TASK DESCRIPTION: Find each line in the material below that contains the word "building" and copy those lines out in full. Case counts.

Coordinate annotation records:

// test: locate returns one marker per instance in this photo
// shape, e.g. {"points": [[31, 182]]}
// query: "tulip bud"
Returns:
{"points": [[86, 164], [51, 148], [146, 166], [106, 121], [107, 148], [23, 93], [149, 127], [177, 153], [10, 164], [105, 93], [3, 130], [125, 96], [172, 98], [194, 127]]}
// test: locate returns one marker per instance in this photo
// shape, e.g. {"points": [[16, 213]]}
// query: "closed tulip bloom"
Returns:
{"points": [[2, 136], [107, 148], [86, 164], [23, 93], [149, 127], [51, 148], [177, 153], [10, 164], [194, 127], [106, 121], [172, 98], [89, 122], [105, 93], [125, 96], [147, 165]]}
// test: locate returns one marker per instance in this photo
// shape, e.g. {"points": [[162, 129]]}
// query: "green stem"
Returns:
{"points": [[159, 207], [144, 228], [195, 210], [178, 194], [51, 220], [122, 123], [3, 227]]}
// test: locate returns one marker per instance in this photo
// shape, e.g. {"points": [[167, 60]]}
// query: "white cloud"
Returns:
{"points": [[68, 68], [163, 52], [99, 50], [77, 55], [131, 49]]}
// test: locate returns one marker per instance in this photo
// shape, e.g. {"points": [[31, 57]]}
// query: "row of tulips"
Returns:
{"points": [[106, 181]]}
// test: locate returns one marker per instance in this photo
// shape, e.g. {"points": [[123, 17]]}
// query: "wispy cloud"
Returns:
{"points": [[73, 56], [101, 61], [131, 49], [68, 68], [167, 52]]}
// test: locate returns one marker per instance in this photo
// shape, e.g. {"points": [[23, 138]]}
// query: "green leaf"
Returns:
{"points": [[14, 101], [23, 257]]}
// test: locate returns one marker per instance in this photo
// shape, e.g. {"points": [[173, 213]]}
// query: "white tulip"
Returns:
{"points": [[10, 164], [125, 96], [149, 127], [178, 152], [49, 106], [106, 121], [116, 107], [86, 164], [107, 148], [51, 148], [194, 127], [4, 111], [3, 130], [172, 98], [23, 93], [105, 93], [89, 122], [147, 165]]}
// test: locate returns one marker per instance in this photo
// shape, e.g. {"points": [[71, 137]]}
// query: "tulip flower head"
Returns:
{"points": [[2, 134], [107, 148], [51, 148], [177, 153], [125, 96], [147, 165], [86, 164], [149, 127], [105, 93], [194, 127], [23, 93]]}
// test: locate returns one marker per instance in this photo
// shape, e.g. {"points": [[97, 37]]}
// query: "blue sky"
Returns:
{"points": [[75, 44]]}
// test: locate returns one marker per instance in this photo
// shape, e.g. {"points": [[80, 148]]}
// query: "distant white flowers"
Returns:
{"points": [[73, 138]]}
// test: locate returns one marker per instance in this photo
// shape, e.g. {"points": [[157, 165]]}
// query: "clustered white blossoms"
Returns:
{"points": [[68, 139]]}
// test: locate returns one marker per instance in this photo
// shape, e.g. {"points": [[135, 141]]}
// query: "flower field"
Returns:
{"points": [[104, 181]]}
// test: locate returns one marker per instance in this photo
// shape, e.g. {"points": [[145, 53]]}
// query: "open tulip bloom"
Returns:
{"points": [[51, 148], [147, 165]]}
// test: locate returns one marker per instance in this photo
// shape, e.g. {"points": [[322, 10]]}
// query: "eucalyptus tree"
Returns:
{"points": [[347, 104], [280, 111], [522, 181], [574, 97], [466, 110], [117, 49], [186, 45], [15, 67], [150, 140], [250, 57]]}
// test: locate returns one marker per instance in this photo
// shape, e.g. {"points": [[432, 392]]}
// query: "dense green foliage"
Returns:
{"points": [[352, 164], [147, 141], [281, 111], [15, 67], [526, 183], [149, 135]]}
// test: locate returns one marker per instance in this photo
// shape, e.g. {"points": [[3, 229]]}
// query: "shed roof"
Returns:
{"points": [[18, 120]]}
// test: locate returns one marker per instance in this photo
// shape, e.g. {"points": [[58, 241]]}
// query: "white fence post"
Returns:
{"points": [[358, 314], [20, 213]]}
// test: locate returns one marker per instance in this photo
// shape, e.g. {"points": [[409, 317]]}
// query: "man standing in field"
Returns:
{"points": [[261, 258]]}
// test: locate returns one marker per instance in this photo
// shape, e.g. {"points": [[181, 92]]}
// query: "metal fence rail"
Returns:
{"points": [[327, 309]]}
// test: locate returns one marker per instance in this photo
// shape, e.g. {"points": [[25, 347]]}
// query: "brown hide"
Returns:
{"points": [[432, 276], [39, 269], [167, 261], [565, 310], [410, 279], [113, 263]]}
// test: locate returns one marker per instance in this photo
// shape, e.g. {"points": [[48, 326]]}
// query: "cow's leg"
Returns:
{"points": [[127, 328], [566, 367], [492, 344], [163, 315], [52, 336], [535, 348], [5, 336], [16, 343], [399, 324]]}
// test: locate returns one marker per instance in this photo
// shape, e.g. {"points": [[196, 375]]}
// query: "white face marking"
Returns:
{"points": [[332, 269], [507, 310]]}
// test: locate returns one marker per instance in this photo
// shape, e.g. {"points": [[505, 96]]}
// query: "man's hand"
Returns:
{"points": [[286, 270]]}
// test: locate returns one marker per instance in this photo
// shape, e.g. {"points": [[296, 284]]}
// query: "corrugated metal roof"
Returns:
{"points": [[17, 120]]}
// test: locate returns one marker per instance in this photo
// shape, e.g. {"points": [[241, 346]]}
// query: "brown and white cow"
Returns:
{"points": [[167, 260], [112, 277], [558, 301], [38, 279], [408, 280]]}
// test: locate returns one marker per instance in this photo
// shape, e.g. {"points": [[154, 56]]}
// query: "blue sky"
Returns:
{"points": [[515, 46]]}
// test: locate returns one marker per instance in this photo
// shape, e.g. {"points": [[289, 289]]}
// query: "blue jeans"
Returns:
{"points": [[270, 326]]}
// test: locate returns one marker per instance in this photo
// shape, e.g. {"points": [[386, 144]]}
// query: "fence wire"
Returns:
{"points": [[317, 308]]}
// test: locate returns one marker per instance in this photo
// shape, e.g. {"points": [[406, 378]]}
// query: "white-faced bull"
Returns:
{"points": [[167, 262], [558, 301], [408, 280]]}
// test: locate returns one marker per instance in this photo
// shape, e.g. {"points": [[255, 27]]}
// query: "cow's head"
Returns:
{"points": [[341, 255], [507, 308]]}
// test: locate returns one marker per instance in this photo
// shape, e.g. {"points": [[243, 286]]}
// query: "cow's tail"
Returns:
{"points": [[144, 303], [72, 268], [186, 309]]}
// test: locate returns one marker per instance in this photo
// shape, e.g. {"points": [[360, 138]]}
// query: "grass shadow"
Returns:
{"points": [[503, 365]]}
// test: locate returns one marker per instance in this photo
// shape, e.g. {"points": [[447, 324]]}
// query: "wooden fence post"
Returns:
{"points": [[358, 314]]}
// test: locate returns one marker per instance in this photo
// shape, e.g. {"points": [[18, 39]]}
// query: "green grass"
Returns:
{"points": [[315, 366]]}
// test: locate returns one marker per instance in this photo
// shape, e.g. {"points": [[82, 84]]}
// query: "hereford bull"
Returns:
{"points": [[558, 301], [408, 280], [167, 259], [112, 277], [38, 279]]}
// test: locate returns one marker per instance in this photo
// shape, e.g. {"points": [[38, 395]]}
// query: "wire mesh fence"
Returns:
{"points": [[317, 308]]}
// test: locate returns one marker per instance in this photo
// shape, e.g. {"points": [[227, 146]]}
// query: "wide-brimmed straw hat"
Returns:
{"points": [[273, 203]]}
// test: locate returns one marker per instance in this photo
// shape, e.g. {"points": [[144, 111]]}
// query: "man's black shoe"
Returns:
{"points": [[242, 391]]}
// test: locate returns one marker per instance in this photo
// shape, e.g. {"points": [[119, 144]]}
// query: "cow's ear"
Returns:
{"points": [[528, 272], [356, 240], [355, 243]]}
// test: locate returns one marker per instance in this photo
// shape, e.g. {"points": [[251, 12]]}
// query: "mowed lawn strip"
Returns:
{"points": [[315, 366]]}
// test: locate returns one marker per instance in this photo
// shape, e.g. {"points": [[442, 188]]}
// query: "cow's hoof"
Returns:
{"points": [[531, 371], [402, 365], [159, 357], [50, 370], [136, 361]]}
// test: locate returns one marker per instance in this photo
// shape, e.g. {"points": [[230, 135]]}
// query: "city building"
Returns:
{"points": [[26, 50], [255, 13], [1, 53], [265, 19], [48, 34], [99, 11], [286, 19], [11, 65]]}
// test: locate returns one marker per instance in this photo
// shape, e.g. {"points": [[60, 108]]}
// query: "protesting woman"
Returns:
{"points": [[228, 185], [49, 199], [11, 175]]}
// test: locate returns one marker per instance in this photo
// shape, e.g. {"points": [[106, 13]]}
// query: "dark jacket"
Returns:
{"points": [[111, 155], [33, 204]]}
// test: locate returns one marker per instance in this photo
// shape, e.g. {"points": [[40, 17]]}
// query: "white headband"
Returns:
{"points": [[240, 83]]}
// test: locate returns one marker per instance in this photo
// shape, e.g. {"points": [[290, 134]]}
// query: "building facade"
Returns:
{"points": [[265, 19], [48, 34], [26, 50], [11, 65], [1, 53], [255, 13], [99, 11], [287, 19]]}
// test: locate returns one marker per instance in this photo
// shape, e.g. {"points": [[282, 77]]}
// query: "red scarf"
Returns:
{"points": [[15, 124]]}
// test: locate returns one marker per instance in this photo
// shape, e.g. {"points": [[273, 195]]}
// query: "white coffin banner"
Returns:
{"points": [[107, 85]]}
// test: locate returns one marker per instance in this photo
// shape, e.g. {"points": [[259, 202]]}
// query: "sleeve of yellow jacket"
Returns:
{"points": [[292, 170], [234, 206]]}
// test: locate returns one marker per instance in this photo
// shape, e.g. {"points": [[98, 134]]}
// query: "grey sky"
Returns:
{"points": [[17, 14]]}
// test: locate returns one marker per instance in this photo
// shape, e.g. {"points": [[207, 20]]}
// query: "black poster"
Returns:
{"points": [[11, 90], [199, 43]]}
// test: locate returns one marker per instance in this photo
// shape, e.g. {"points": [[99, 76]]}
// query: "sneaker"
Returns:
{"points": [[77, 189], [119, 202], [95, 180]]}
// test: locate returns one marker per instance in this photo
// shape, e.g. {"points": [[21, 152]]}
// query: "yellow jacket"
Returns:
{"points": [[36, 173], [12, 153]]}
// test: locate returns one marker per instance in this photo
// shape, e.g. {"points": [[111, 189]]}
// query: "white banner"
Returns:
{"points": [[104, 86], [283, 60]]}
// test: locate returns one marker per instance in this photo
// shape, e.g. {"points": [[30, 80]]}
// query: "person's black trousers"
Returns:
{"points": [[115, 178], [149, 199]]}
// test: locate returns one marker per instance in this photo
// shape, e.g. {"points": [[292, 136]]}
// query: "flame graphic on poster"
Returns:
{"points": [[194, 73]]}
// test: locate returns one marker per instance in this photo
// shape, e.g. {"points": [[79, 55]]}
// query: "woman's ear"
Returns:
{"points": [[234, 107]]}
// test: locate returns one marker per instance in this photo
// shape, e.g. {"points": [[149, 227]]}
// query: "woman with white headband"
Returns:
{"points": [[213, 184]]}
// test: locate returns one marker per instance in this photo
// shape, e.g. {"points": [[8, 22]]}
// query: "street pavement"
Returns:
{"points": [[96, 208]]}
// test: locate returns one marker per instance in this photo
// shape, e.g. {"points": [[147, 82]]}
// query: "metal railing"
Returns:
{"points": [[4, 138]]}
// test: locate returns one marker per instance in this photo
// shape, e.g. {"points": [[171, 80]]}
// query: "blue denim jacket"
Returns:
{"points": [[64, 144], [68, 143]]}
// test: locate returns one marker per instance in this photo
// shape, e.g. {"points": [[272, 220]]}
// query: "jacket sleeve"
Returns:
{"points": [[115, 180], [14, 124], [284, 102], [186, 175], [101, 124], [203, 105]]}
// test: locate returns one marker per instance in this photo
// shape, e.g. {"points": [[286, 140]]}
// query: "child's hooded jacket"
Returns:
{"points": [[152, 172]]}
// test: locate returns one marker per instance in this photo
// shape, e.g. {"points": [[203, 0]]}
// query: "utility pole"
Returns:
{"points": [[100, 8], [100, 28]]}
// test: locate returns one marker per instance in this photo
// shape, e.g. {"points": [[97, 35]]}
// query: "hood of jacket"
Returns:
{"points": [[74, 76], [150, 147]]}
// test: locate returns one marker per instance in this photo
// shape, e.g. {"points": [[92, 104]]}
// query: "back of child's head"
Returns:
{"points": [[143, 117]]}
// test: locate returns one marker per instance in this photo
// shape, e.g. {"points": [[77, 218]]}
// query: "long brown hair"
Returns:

WORKED ANSWER:
// query: "city building"
// query: "building facade"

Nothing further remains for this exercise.